» **Written instruction**:
Write out each entry, exactly the way it appears.

» **Provided information**:
-- Begin --

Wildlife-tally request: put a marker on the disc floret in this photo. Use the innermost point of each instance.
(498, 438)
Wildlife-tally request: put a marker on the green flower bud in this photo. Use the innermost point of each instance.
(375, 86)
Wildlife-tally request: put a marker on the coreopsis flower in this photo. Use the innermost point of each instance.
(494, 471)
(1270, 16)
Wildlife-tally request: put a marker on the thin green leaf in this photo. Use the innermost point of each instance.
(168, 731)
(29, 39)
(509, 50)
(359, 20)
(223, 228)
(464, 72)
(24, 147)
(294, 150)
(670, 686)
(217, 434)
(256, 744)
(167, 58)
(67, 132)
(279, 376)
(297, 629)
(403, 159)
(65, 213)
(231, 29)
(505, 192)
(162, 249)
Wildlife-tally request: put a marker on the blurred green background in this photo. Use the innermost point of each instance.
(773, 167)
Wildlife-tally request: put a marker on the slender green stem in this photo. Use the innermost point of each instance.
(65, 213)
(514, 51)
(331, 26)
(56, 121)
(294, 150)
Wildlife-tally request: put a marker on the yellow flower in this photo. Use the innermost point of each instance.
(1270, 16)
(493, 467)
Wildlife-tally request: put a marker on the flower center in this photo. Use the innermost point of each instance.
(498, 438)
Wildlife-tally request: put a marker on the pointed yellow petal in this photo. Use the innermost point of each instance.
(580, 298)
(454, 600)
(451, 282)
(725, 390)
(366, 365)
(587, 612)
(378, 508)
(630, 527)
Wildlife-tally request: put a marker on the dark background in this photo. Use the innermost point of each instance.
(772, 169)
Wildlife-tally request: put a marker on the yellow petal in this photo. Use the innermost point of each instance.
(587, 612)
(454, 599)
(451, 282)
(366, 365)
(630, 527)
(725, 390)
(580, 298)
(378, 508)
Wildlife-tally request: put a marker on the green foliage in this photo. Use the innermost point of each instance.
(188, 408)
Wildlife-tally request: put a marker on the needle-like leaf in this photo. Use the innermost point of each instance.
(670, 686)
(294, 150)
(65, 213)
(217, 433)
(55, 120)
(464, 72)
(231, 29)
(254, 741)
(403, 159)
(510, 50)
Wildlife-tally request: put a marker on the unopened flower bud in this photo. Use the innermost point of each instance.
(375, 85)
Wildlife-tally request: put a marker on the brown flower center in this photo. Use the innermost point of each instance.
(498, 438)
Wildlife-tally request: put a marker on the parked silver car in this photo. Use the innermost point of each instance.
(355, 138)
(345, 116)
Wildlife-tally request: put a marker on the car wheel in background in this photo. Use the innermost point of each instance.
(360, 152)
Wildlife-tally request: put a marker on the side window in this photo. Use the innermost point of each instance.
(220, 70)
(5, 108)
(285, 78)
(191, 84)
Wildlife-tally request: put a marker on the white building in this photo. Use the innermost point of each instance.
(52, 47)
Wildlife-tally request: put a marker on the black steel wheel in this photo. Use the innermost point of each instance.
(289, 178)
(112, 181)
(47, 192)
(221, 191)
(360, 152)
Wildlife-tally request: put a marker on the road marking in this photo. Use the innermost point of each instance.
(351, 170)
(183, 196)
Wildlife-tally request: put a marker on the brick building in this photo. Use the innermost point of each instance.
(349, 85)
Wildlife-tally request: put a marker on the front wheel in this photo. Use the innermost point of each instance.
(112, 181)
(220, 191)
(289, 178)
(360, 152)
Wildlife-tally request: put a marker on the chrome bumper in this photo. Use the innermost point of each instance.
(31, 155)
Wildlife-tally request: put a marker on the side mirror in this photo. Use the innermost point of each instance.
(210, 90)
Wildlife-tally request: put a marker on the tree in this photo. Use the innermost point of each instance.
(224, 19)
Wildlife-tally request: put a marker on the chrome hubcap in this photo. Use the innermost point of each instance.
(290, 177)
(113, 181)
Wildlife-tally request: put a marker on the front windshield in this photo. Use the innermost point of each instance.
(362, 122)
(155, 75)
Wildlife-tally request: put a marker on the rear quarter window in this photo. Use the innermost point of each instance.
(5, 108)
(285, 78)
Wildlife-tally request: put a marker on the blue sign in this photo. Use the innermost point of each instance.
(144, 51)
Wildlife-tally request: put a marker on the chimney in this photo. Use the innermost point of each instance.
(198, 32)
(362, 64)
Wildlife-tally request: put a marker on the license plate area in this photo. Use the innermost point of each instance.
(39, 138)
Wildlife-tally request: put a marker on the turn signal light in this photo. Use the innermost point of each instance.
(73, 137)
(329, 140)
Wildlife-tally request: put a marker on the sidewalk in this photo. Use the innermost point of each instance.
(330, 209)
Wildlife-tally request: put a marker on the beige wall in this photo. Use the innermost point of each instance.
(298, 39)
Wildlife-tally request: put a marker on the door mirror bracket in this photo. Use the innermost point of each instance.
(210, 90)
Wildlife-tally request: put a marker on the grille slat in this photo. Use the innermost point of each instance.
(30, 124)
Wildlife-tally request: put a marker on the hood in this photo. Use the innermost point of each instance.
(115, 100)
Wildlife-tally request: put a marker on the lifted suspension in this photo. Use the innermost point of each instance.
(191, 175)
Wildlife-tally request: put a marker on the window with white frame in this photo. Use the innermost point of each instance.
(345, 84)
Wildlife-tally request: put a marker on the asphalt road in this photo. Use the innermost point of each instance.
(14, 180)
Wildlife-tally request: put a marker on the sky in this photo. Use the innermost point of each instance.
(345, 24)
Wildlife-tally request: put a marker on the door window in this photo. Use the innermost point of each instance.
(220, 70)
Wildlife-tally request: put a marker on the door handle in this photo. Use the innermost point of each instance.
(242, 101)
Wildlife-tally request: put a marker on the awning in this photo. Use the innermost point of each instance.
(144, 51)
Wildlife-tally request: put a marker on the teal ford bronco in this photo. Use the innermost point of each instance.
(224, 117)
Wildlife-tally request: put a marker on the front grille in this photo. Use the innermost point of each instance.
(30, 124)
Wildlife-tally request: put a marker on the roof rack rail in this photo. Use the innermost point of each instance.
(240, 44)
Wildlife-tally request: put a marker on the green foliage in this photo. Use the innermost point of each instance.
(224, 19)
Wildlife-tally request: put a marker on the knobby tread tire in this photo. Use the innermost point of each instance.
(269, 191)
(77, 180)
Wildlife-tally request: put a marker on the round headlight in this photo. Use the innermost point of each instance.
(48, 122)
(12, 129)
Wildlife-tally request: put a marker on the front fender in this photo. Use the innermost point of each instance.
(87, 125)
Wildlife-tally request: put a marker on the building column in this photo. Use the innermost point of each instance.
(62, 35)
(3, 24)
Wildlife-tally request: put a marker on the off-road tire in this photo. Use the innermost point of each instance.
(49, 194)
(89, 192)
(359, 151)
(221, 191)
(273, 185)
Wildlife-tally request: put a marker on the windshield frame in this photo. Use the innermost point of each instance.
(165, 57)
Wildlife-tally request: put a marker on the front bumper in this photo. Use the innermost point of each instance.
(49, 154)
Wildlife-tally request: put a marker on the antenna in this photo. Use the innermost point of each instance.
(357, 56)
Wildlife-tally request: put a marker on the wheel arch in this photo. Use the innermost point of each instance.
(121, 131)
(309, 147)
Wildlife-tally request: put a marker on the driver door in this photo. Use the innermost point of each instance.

-- End --

» **Reply to the exercise**:
Wildlife-tally request: put a marker on the disc floret in this photo. Use the innermost point of each instance.
(498, 438)
Wildlife-tally request: put a marker on the green flower bud in this photo. Use the innermost point of each instance.
(375, 86)
Wildlife-tally request: put a marker on the coreopsis flower in this photo. Use the innermost point of each instance.
(494, 471)
(1270, 16)
Wildlife-tally request: put a marker on the thin green leaf in this photo. Use the innermost point of each instance.
(168, 731)
(29, 39)
(509, 50)
(359, 20)
(223, 228)
(464, 72)
(24, 147)
(294, 150)
(670, 686)
(217, 434)
(256, 744)
(167, 58)
(67, 132)
(279, 376)
(297, 629)
(403, 159)
(65, 213)
(231, 29)
(505, 192)
(162, 249)
Wildlife-tally request: put a marker on the blurred green background in this photo. Use the innermost point of each instance.
(773, 167)
Wildlife-tally request: put a marker on the slender green stem in this photo. Use the innermost point of each instance.
(65, 213)
(514, 51)
(331, 26)
(56, 121)
(294, 150)
Wildlife-tally request: put a marker on the yellow flower in this photo. Use the innermost point of each instance.
(1270, 16)
(493, 467)
Wildlife-tally request: put a marker on the flower center in this photo. Use the innermost point of each instance.
(498, 438)
Wildlife-tally request: put a marker on the pointed yellow petal in this photo. Use the innermost point of each instance.
(580, 298)
(454, 600)
(451, 282)
(725, 390)
(366, 365)
(587, 612)
(378, 508)
(630, 527)
Wildlife-tally request: put a marker on the dark background in this photo. Use the innermost point of each instance.
(772, 169)
Wildlife-tally request: put a marker on the yellow petal in this photo. Use the innermost point of each instance.
(587, 612)
(454, 599)
(451, 282)
(366, 365)
(630, 527)
(725, 390)
(580, 298)
(378, 508)
Wildlife-tally request: put a marker on the green foliage in this photo. Use the innermost point of each instance.
(188, 408)
Wildlife-tally request: put a marker on the needle-like leaf in this photo. Use the innermost point of each instance.
(670, 686)
(294, 150)
(65, 213)
(217, 433)
(55, 120)
(464, 72)
(231, 29)
(254, 741)
(403, 159)
(510, 50)
Wildlife-tally request: put a marker on the unopened flower bud in this photo. Use the innermost point of each instance.
(375, 85)
Wildlife-tally request: put a marker on the brown flower center in this photo. Use the innermost point of each instance.
(498, 438)
Wildlife-tally request: put a marker on the parked silver car in this photo. Use the innermost point of each instance.
(355, 138)
(345, 116)
Wildlife-tally request: put a marker on the car wheel in background in this photo. Use the innermost point of each instance.
(360, 152)
Wildlife-tally request: put a marker on the side window in this photo. Use the innermost point of each instance.
(220, 70)
(5, 108)
(285, 78)
(191, 84)
Wildlife-tally request: put a marker on the white building in this photo. Use the innermost point of each instance.
(52, 47)
Wildlife-tally request: put a marker on the black steel wheel in this photo. Use the innermost point of each instance.
(289, 178)
(112, 181)
(47, 192)
(221, 191)
(360, 152)
Wildlife-tally request: put a marker on the road marking in this photo. Use the innermost point of each instance.
(351, 170)
(183, 196)
Wildlife-tally request: put a marker on the brick building in this photo. Use the innermost point of each instance.
(349, 85)
Wildlife-tally request: put a marker on the front wheel in this photo. Use the innermost point of each instance.
(112, 181)
(220, 191)
(289, 178)
(360, 152)
Wildlife-tally request: put a marker on the chrome bumper in this photo. Use the innermost point of each instance.
(31, 155)
Wildlife-tally request: put a marker on the side mirror in this photo. Use the innermost point of each instance.
(210, 90)
Wildlife-tally request: put a marker on the tree in this photo. Use the innermost point of each instance.
(224, 19)
Wildlife-tally request: put a marker on the chrome hubcap in this photo. Use the innermost point of each instance.
(290, 177)
(113, 181)
Wildlife-tally request: put a marker on the front windshield in this photo. Use the innermost point of each instance.
(362, 122)
(155, 75)
Wildlife-tally request: put a marker on the rear quarter window in this photo. Use the innermost point of each instance.
(5, 108)
(285, 78)
Wildlife-tally request: put a marker on the blue sign in this photo. Use the innermost point of each instance.
(144, 51)
Wildlife-tally request: put a marker on the chimney in this photo. Use the innermost point of each instance.
(198, 32)
(362, 64)
Wildlife-tally request: put a marker on the license plate area in this photo. Use the innermost point of each instance.
(39, 138)
Wildlife-tally request: put a marker on the turn signal light in this photo. Use the innermost point of each instance.
(73, 137)
(329, 140)
Wildlife-tally request: put a marker on the sidewalk in this photo. Use the innermost point of each instance.
(330, 209)
Wildlife-tally request: put a marker on the beige wall in this photo. Use the innermost point of each instance.
(298, 39)
Wildlife-tally request: put a marker on the door mirror bracket in this photo. Use the innermost point of each instance.
(210, 90)
Wildlife-tally request: put a marker on the grille slat in this photo. Use the innermost point of each instance.
(30, 124)
Wildlife-tally request: put a marker on the hood in this photo. Use the innermost point of each instance.
(115, 100)
Wildlife-tally request: put a marker on the lifted suspension in this photo. Use the innermost point of each instance.
(191, 175)
Wildlife-tally request: put a marker on the window with white frame in this photo. Use the innermost point of each instance.
(345, 84)
Wildlife-tally request: put a marker on the asphalt road in this photo. Use the innermost point of each instance.
(14, 180)
Wildlife-tally request: put a marker on the sky in this photo. Use the innermost point of each instance.
(345, 24)
Wildlife-tally request: put a marker on the door window in this photo. Use the innermost point of each instance.
(220, 70)
Wildlife-tally request: put a marker on the door handle in this photo. Use the innermost point of each instance.
(242, 101)
Wildlife-tally request: put a marker on the awning in this photo. Use the innermost point of each instance.
(144, 51)
Wildlife-tally request: put a marker on the teal ford bronco in this photo. Use the innermost point of each instance.
(224, 117)
Wildlife-tally request: put a marker on the front grille in this photo. Use the innermost point of each instance.
(30, 124)
Wildlife-tally request: put a marker on the roof rack rail in this photo. Use the innermost point of each instance.
(240, 44)
Wildlife-tally request: put a marker on the green foliage in this photo. Use the innermost point of each instance.
(224, 19)
Wildlife-tally request: put a marker on the knobby tread tire in this photo. Use the innermost point of each instance.
(269, 191)
(77, 180)
Wildlife-tally request: put a marker on the round headlight in this photo. Use the innermost point of each instance.
(48, 122)
(12, 129)
Wildlife-tally request: put a marker on the front fender in this photo. Use the innermost point of each instance.
(87, 125)
Wildlife-tally request: put a marker on the building column in this photo. Use the innermost point of each instance.
(62, 35)
(3, 24)
Wildlife-tally request: put a marker on the off-road tire in this photo. Use the innermost point of each instance.
(49, 194)
(89, 192)
(359, 151)
(221, 191)
(273, 185)
Wildlife-tally request: put a marker on the windshield frame in this photo. Use the innermost point of each instance.
(165, 57)
Wildlife-tally request: put a marker on the front bumper in this photo. Use the innermost point of each instance.
(49, 154)
Wildlife-tally request: put a marker on the antenna in this photo. Use the innermost point of each instance.
(357, 56)
Wildlife-tally request: put a marker on the wheel arch in this photo. Use the innermost point of each instance.
(121, 131)
(309, 147)
Wildlife-tally request: put a marker on the driver door in this photo. Use the innermost point of each instance.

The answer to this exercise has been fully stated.